What you should do: Retype only what runs from the line that contains "For every instance of the man in black" through the last line of the listing below, both lines included.
* Start Information supplied *
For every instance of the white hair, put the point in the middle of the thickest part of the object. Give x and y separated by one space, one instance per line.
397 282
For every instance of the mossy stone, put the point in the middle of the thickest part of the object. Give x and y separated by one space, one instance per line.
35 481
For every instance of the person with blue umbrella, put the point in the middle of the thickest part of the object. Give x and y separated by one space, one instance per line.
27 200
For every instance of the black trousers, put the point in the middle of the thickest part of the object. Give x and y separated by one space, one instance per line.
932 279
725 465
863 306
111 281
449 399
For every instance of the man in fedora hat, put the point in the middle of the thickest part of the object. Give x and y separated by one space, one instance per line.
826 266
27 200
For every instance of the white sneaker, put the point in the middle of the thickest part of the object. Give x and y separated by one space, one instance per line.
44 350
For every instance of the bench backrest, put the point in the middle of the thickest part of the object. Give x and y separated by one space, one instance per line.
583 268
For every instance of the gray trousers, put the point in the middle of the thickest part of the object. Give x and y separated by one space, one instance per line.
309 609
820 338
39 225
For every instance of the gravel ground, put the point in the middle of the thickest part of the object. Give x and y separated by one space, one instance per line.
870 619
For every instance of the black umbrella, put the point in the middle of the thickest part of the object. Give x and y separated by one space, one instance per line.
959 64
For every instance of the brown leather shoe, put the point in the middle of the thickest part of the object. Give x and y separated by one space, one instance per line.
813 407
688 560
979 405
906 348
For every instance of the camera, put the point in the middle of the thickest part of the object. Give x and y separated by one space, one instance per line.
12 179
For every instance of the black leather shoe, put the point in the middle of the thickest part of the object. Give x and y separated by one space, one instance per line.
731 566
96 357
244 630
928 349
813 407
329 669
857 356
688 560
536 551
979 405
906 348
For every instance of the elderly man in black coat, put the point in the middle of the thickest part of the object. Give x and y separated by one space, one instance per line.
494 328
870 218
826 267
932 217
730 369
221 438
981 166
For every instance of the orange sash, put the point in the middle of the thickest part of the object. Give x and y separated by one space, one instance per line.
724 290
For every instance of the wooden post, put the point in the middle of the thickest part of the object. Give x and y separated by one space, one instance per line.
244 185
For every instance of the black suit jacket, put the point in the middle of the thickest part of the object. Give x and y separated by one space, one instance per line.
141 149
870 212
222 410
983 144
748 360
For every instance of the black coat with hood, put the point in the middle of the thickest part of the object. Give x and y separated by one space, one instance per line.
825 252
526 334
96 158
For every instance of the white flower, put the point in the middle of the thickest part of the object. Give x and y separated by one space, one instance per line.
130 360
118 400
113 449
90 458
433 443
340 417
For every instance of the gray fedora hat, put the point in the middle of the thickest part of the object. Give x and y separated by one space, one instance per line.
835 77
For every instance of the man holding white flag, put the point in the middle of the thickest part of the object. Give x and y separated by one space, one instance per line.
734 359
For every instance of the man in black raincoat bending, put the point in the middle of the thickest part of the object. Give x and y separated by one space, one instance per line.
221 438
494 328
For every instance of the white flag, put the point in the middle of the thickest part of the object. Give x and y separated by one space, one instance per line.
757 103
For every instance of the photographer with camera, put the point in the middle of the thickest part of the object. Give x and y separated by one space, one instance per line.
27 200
* End Information supplied *
Reply:
For every instance of the man in black raincoat bending, put the point in the middle of the thickest part of the object. Give x and y separated by one space, one instance per line.
221 438
494 328
For every instance of the white flag, put the point in the middle of the thickest part of the object. Give x and y separated by one space, one instance per line.
757 103
For every instance of the photographer with camera, put the point in the middle of the thickest part of the object. Give x and y separated by one space, one instance per line.
27 200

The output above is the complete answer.